Obtaining genome-scale data has never been easier. In addition to sequencing genomes, biologists now routinely profile epigenomes, transcriptomes and proteomes. There are exciting opportunities to better understand genome regulation by integrating diverse data types into unified views. Visualization facilitates data interpretation, but designing meaningful visual depictions of these data is a challenge.

Most genome browsers arrange data from different experiments vertically and align them to a reference coordinate. This arrangement of stacked data rows, or 'tracks', facilitates comparisons between diverse data types. However, as the number of tracks grows, it becomes increasingly difficult to see all of the data and to find meaningful patterns (Fig. 1). Because different data types warrant different graphical representations, the process of displaying disparate data creates a high degree of visual complexity. The ability to reorder and color-code tracks helps to organize information, but researchers urgently need ways to manage the overwhelming depth of genomic data.

Figure 1
figure 1

Genome-scale data as depicted by the University of California Santa Cruz Genome Browser1.

There are several strategies available to reduce this visual complexity. With each there is a trade-off between gaining a meaningful overview and losing data details. Finding the balance depends on the resolution at which the data need to be analyzed. Two popular approaches to dealing with the track depth in genome browsers are (i) compaction, which preserves the original data but presents them in a more succinct and graphically economical way, and (ii) summarization, which replaces the original data with an abridged view.

Compaction is a practical approach to reclaim valuable screen space. The most straightforward compaction technique is to make each track of a browser shorter. A more extensive approach, however, is to coalesce multiple tracks into a single row (Fig. 2a). The University of California Santa Cruz Genome Browser1 uses transparency to overlay so-called 'wiggle' tracks. These histograms displaying dense continuous data are common in genome browsers and their characteristic shapes can be highly informative. Placing the histograms in front of one another gives them a shared y axis that makes comparing the shapes and heights of peaks easier than having the profiles arranged in separate and vertically stacked tracks. The drawback with overlaid histograms is that some data is obscured. Furthermore, deciphering constituent tracks in the overlay can be nontrivial because of color mixing.

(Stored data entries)
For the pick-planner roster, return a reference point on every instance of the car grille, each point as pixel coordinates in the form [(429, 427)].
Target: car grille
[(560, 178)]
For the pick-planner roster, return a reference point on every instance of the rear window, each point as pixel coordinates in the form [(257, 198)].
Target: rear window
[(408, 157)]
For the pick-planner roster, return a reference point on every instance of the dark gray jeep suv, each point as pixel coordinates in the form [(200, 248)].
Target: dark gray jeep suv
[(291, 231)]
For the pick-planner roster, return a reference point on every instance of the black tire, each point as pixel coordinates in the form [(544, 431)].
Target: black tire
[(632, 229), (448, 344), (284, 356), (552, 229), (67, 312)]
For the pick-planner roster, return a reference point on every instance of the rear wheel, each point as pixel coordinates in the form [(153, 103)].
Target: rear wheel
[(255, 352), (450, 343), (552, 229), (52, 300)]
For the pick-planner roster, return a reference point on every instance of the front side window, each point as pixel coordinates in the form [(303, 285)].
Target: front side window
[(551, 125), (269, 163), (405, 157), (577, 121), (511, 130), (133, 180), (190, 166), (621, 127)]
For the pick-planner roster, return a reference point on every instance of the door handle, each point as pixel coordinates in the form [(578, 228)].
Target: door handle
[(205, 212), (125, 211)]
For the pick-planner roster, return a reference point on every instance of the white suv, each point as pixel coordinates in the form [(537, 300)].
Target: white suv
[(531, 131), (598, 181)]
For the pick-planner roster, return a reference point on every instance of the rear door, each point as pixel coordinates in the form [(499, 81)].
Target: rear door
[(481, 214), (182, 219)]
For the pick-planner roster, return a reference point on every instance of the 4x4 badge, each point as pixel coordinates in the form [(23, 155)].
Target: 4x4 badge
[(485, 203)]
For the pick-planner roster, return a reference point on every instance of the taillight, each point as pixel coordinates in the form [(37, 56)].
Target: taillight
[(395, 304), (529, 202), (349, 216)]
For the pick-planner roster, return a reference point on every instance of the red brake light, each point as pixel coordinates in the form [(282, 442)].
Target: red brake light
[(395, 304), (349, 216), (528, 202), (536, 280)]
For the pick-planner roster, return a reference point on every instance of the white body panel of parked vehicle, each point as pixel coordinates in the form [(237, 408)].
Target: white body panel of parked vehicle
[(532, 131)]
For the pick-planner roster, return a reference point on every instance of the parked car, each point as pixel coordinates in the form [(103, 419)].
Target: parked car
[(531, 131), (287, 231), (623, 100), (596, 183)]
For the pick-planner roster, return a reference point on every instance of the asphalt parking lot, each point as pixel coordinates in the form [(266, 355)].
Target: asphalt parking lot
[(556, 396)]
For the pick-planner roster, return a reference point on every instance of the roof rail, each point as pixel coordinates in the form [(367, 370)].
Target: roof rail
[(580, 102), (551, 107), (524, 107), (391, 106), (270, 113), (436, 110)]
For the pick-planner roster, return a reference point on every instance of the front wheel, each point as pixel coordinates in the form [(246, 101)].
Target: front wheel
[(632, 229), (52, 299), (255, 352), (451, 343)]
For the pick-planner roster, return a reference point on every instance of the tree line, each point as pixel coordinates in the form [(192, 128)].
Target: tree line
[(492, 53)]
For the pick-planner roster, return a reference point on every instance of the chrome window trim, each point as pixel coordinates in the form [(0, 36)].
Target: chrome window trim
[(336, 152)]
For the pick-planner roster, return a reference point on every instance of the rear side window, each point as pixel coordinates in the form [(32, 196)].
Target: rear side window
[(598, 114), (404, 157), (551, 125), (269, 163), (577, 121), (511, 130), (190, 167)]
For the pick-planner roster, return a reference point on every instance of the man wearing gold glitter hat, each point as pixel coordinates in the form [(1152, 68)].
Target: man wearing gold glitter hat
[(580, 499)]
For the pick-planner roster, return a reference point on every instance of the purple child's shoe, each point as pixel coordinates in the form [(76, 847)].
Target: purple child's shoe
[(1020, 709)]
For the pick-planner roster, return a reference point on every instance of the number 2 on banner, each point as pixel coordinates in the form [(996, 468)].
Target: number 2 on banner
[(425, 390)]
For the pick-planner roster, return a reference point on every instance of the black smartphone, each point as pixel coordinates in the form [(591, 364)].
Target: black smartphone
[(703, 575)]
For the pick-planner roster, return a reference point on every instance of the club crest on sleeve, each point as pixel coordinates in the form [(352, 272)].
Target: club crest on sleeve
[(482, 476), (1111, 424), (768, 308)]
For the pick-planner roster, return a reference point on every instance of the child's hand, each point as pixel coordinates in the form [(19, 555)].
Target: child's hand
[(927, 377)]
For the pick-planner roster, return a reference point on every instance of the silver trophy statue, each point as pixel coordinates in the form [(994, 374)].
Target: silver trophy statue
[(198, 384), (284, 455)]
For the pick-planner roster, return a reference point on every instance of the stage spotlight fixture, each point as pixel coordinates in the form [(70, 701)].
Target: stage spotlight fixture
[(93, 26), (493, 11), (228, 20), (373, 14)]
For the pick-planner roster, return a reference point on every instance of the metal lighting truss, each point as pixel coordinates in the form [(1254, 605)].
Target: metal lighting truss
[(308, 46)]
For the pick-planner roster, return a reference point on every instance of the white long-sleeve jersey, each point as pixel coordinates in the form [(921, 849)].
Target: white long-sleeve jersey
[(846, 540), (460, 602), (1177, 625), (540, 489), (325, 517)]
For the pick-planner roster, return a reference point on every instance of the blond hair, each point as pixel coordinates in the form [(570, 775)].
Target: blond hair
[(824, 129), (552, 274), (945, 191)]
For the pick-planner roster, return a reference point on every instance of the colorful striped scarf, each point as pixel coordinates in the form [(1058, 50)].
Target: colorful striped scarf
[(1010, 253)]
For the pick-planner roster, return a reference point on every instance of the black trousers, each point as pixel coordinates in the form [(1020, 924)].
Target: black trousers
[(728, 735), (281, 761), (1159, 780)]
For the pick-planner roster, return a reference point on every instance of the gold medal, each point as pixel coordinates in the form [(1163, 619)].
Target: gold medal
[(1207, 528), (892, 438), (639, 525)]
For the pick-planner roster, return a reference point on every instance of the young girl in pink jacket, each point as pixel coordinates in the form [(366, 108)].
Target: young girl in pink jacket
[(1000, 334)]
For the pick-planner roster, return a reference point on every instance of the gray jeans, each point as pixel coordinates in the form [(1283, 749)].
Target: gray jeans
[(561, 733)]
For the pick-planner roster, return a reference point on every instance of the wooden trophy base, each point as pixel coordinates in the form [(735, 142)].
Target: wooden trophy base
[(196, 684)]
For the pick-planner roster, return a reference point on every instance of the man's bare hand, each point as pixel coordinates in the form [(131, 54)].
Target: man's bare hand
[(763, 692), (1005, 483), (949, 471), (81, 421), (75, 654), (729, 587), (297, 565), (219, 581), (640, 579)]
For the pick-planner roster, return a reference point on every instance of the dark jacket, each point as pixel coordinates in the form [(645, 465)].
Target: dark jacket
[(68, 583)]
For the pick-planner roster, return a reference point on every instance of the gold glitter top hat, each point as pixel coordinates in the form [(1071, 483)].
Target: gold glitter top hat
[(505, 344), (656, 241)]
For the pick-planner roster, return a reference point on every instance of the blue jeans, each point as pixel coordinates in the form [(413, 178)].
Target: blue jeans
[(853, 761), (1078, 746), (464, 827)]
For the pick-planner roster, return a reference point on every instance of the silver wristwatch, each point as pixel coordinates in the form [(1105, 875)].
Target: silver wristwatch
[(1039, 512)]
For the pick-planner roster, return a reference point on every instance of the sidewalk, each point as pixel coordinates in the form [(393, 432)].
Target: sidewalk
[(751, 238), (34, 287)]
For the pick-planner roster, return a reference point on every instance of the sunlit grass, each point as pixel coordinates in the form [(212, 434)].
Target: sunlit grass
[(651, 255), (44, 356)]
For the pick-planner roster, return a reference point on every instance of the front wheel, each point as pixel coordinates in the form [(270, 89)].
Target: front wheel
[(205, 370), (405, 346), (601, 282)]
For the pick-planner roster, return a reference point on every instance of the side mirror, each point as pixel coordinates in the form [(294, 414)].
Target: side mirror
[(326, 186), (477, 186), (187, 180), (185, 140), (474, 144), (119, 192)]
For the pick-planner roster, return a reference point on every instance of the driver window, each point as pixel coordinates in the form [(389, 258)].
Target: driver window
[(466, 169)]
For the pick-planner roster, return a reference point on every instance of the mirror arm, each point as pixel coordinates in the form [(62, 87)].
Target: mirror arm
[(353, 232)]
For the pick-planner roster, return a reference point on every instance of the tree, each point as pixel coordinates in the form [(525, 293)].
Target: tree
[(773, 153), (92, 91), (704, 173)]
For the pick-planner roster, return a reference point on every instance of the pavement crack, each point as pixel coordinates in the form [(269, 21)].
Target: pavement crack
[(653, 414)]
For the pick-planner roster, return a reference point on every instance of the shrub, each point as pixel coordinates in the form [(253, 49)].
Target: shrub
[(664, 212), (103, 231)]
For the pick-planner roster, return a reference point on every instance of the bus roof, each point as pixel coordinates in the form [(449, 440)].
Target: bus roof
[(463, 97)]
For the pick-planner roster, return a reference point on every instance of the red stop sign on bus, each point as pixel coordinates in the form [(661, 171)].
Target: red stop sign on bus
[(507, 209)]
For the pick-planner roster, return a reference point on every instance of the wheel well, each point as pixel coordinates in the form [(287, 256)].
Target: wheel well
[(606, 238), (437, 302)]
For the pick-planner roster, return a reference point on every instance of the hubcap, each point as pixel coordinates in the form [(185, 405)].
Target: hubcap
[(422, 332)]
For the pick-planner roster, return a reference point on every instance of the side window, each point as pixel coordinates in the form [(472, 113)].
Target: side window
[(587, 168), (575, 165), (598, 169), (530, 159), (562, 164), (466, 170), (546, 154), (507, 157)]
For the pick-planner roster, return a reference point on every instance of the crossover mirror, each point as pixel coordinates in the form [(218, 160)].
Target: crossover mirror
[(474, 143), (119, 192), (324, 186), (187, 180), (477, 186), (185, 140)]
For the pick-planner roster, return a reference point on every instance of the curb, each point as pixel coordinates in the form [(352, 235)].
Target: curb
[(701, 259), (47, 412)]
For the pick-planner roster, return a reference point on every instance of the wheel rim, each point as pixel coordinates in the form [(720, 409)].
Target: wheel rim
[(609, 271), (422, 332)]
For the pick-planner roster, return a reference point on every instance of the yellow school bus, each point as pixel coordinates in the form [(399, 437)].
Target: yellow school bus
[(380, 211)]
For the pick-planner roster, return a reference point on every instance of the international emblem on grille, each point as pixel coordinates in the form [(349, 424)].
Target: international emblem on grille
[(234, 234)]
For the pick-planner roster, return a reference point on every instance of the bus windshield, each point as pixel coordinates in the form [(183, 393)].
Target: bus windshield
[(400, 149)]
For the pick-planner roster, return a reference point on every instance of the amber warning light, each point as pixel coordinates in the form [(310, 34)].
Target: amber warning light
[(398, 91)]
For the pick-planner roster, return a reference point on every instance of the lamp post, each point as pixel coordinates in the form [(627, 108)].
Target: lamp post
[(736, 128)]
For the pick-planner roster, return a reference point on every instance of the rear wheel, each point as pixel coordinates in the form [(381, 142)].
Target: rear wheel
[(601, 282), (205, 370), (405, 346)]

▶ _Requirement_
Answer these questions using the genome browser text.
1. What does the text call the stacked data rows in most genome browsers?
2. Which two popular approaches to dealing with track depth does the text name?
3. What does the University of California Santa Cruz Genome Browser use to overlay 'wiggle' tracks?

▶ _Response for this exercise_
1. Tracks.
2. Compaction and summarization.
3. Transparency.